SET EXERCISE: Lines from the one containing "# point at: steel" through the end of the data are to be returned exactly, and no others.

STORED ROWS:
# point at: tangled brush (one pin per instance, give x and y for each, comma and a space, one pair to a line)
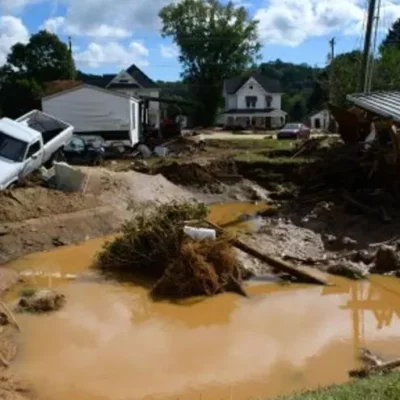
153, 245
206, 267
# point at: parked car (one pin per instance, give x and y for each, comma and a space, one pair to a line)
294, 131
87, 150
29, 142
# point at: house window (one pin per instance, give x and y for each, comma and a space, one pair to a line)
268, 101
251, 101
35, 148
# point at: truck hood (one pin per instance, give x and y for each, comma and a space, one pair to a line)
9, 171
289, 131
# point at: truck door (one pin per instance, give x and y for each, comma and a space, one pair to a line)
33, 159
134, 122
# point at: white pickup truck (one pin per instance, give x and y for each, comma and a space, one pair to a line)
29, 142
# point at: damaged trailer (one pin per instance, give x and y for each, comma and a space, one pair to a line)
29, 142
95, 111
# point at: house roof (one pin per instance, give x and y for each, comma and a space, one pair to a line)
137, 74
141, 78
269, 85
385, 104
119, 85
99, 82
249, 111
54, 87
110, 92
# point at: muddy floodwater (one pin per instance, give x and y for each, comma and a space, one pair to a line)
111, 341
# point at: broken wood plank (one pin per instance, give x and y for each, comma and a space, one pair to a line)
302, 274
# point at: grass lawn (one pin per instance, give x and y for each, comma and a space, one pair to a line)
251, 144
377, 388
262, 157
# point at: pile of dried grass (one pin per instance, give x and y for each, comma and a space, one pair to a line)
153, 245
207, 268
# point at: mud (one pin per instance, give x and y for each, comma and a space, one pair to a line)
36, 218
110, 335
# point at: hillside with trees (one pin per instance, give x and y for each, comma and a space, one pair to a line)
45, 58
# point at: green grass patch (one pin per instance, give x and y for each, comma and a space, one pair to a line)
260, 157
249, 144
376, 388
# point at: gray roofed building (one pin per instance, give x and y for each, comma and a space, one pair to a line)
232, 85
253, 102
385, 104
140, 80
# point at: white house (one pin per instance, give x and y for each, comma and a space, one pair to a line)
253, 102
93, 110
320, 120
135, 83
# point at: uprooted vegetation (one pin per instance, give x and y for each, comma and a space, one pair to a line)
40, 301
153, 246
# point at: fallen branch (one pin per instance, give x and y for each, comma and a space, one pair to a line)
393, 239
4, 361
274, 262
309, 260
374, 365
366, 209
10, 314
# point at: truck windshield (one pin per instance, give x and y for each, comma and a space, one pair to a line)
11, 148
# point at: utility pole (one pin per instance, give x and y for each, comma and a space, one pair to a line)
71, 72
332, 43
367, 46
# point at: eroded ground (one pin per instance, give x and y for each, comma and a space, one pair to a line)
113, 342
311, 225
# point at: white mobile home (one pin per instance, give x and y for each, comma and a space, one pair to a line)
93, 110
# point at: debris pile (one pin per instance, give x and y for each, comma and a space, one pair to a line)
384, 260
40, 301
363, 179
153, 246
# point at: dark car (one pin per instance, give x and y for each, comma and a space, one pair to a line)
86, 150
294, 131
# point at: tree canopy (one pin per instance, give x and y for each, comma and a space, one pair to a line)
29, 66
392, 39
216, 41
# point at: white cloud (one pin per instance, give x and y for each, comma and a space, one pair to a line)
168, 51
12, 31
61, 25
16, 5
113, 53
112, 18
291, 22
53, 25
242, 3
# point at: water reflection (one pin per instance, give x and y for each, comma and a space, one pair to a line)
114, 343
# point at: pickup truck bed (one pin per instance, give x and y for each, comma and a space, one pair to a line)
48, 126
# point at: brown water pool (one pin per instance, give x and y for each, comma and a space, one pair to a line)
112, 342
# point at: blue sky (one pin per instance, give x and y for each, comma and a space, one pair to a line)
109, 35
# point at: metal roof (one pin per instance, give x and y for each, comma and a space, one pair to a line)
385, 104
85, 85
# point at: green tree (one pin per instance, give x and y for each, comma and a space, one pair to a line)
387, 70
18, 96
44, 58
216, 41
392, 39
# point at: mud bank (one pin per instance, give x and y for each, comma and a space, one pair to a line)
36, 219
118, 334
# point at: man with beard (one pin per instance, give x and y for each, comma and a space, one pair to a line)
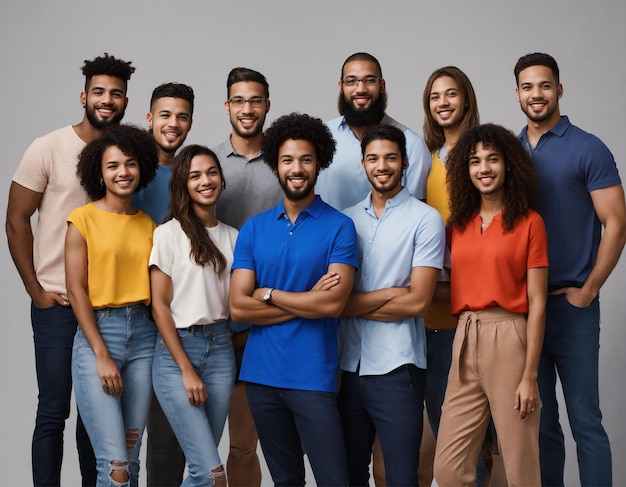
362, 103
382, 339
251, 188
581, 200
292, 275
169, 121
46, 181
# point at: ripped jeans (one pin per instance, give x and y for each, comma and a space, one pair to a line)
115, 424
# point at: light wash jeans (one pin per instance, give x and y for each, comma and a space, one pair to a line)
129, 335
198, 429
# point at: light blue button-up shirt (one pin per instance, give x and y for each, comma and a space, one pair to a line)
344, 183
408, 234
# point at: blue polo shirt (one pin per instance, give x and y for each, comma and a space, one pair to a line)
300, 353
570, 164
344, 183
408, 234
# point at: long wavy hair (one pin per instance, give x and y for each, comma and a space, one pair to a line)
520, 182
203, 249
433, 133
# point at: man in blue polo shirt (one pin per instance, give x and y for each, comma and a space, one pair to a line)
382, 338
293, 272
581, 200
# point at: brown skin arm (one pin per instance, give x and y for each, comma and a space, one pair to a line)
527, 394
410, 304
161, 291
76, 281
609, 206
21, 207
327, 297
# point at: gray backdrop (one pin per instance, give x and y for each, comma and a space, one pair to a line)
299, 47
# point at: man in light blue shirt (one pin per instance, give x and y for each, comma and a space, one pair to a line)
401, 245
362, 103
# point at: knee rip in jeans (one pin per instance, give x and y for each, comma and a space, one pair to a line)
219, 476
132, 436
119, 471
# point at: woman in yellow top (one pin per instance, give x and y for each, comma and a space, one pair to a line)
107, 248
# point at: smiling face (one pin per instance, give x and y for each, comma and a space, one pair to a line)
204, 182
120, 172
247, 121
169, 120
105, 100
297, 169
538, 94
384, 166
487, 170
447, 104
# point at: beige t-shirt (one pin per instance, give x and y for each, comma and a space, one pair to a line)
49, 167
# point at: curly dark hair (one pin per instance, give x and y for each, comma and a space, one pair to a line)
108, 65
297, 126
203, 249
520, 183
132, 141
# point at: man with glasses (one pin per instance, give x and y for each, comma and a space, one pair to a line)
251, 188
362, 102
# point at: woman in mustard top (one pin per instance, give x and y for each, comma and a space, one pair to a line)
107, 248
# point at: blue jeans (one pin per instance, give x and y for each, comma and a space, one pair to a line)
129, 335
571, 349
291, 422
53, 334
390, 405
198, 429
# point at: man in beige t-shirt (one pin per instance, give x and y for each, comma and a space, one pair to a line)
46, 182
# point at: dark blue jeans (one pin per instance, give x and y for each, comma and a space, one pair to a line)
571, 350
291, 422
390, 405
53, 333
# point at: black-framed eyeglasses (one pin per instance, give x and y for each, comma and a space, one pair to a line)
367, 81
255, 102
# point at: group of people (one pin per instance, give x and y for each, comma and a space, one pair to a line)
317, 284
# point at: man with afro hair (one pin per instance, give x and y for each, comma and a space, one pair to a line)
293, 272
46, 182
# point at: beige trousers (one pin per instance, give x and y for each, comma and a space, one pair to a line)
488, 360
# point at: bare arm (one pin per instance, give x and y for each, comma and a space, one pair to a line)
609, 206
527, 394
76, 280
317, 303
161, 290
21, 207
414, 303
248, 309
360, 303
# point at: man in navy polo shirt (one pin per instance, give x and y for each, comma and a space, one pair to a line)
582, 203
292, 275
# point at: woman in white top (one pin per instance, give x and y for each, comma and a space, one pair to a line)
194, 363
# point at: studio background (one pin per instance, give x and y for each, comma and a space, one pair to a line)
299, 47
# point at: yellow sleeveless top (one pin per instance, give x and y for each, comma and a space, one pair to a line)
118, 251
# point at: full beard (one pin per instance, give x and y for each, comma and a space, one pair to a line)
363, 118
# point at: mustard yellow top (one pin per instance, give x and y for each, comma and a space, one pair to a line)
438, 315
436, 190
118, 250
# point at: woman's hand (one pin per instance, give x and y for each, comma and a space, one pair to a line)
110, 376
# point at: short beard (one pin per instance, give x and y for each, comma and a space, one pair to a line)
362, 118
99, 124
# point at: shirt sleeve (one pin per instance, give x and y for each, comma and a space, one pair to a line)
430, 242
419, 166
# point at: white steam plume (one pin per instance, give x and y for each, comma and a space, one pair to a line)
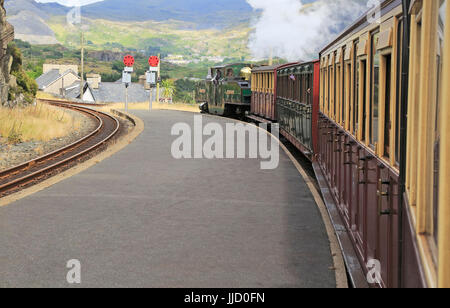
296, 30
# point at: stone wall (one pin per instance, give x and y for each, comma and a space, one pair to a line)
6, 36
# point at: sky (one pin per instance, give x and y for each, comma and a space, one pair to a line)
70, 2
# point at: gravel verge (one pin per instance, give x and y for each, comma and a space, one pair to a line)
13, 155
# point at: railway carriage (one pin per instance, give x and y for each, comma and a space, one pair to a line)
297, 105
372, 116
383, 144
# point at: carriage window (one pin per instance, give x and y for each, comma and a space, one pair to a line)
337, 103
387, 110
356, 90
334, 102
363, 68
399, 92
437, 107
374, 99
346, 96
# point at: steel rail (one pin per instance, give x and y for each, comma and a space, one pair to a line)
23, 168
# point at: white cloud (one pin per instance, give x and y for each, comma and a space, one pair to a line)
293, 30
70, 2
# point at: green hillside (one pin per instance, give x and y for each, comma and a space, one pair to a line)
168, 37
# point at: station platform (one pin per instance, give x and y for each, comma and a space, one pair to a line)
142, 218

PROBLEM SOLUTION:
# point at: steel rail (one pin per instance, give x and y for each, comma and a space, one pair to a line)
23, 168
# point at: white cloud (one pin per instance, give x and y for each, comma and a space, one pair to a line)
293, 30
70, 2
# point at: green hillside (one pin per instance, give x and y for each, comma and a space, one pair to a line)
168, 37
# point at: station platform (one pin per instance, give x and y for each, comma and a space, one pair to a line)
142, 218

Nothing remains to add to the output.